### Set task
Pictures stay out of the copy; restate everything else in the material exactly.

### Given data
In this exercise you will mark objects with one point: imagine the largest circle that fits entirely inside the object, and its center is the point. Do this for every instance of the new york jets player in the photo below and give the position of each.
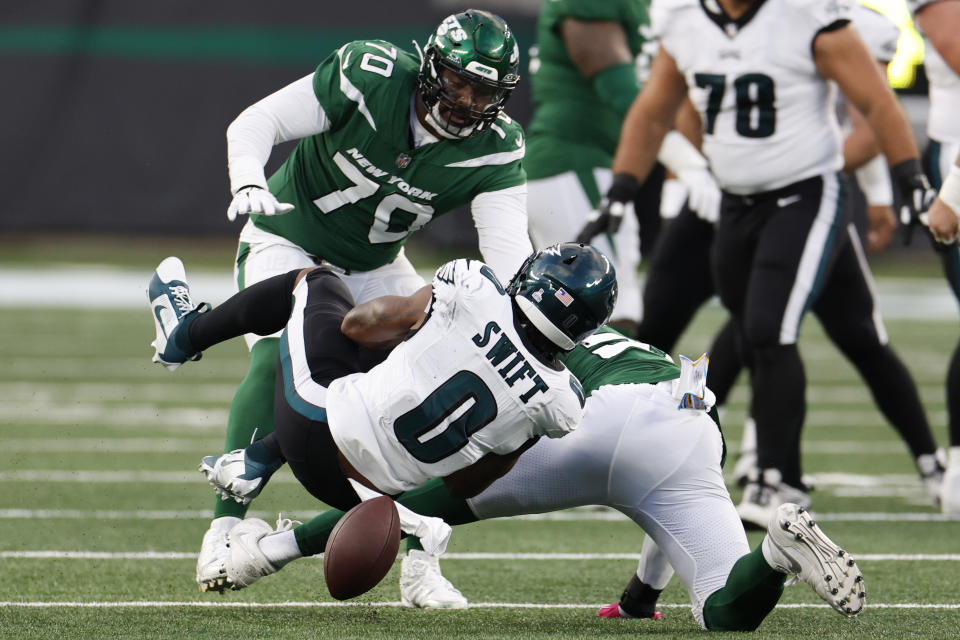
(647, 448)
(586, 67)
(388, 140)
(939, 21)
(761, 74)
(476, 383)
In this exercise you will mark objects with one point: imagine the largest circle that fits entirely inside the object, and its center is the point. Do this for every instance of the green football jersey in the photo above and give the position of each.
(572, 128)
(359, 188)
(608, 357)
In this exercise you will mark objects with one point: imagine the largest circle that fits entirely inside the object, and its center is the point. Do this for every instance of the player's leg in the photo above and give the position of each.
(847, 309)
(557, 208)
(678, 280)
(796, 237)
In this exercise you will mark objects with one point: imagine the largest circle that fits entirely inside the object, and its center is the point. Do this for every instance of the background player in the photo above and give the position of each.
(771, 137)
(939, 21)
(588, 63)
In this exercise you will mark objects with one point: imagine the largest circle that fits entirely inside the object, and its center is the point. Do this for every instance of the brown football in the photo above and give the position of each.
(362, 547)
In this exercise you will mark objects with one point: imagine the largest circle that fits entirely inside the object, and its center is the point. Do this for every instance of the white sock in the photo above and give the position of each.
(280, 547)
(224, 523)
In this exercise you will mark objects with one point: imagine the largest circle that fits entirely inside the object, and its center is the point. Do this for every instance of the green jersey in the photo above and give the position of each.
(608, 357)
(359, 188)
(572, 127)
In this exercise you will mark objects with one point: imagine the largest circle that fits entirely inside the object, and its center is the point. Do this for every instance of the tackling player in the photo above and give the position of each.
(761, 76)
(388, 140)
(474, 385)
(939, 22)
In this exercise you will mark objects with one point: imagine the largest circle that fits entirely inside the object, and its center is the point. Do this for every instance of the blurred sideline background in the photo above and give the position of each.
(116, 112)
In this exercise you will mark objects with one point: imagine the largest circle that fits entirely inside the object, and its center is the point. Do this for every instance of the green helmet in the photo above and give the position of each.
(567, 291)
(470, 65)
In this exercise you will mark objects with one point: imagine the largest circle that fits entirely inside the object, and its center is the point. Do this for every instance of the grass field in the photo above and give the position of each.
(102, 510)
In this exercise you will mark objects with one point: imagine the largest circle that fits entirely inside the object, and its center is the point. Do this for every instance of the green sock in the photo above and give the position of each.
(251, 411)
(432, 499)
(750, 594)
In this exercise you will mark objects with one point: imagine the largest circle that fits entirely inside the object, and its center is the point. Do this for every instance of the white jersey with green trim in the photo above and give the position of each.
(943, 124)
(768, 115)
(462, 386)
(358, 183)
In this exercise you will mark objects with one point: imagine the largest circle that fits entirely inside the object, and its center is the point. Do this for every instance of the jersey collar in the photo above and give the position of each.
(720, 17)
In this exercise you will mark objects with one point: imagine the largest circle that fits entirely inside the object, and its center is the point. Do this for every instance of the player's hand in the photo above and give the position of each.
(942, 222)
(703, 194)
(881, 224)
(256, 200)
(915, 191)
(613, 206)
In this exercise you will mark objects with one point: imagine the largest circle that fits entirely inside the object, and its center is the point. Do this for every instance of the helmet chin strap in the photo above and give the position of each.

### Reply to the exercise
In this exercise you will mark objects with one point: imagine the largest circle that fits entirely inside the object, and its center is the point. Do this for every instance of the new york jets player in the photo below and give the position of each.
(647, 448)
(586, 67)
(388, 140)
(939, 21)
(761, 74)
(476, 383)
In this exercise you will mark objects with one point: imagine the largest circle that fits entirely inside the object, and its center is the point. Do this for every instance of the green football jersey in the photo above and give the position of each.
(572, 128)
(359, 188)
(608, 357)
In this exercise you will mark objects with one point: imagine the largest circle that fits entirely inside the object, and its center is the point. Do this for every instance of the player's leg in the photo above and give the position of each.
(847, 309)
(557, 208)
(678, 280)
(796, 237)
In this exercise you will mark objects with one point: imagine the largest circle that fits entirely inside the object, and its center is the point. Do this for every instance of the background player in the photo above and give the position of each.
(771, 137)
(939, 21)
(588, 63)
In this exercise you will mark objects with one point: imagine the largest circle that fits entirely inside the object, and its center is the point. Do this for every instance of the brown football in the photo above and give the position of each.
(362, 547)
In this exercise you will mark objects with one point: imagine the largest circle that fits entirely inside the object, and its center is the point. Do this for every instance of the white sock in the photo above and give the position of each.
(280, 547)
(224, 523)
In this exercise you will mark objects with one point: imagine the largest circle that fits entirely inside the object, and its center is the point. Do this for every instance of the green jersey in the photo above and give the position of each.
(608, 357)
(359, 188)
(572, 127)
In this exercise you will mark objects with one point: imagine the largest circle that fits entirely inside the object, and its center is the point. Do this for every instance of the tackling player in the photo above and give the position of each.
(761, 76)
(388, 140)
(474, 385)
(939, 22)
In this exercise you will mark objects with one point: imagine the largest circle that fits entirely inside the object, and its center is the point. Do this for every instance of the blurred sideline background in the photo above and give the position of each.
(116, 112)
In this exercise you will mark objects with one point: imagine the largest circle that fits entirely inside the object, and its center is the point. Do this for every instance of the green helmet in the photo above and give the position of each.
(567, 291)
(470, 65)
In this exercise you will mark objects with one point: imagine the largest circle that fits entirely inside the object, and its center is the point. Do this for every instance of the grass field in the photo above and give the position of each.
(102, 510)
In this exercise you will mark objects with one point: imagine the largest circle that fits entirely inside the object, and its center is the point. Do this for every instance of the green sock in the photo above and give the position of each.
(251, 411)
(432, 499)
(750, 594)
In this exercise you will mark objects with one point: imagine the largest circle that fits entirely inside the object, and its center is the point. Do this for every instance of the white jersey with green trim in the photo above and give the position of each.
(943, 124)
(768, 115)
(462, 386)
(358, 183)
In this exercise you will mark objects with one point: imagine the largest circle that fits entirely inside the object, and its center is the point. Do this for every instance of the jersey collar in the photo above and give the position of each.
(720, 17)
In this exercise you will mark objects with one point: imagine the largest circle that fits entirely inside the object, and its center is the point. Do this for every instance of the player's hand in the photo above and give the position of each.
(942, 222)
(703, 194)
(881, 224)
(256, 200)
(915, 191)
(613, 206)
In this exercise you will mark objects with one point: imagine the largest circle that fits entirely inside the object, and its center is the point. Do this for every instance of the helmet chin strap in the photo above and give the position of each.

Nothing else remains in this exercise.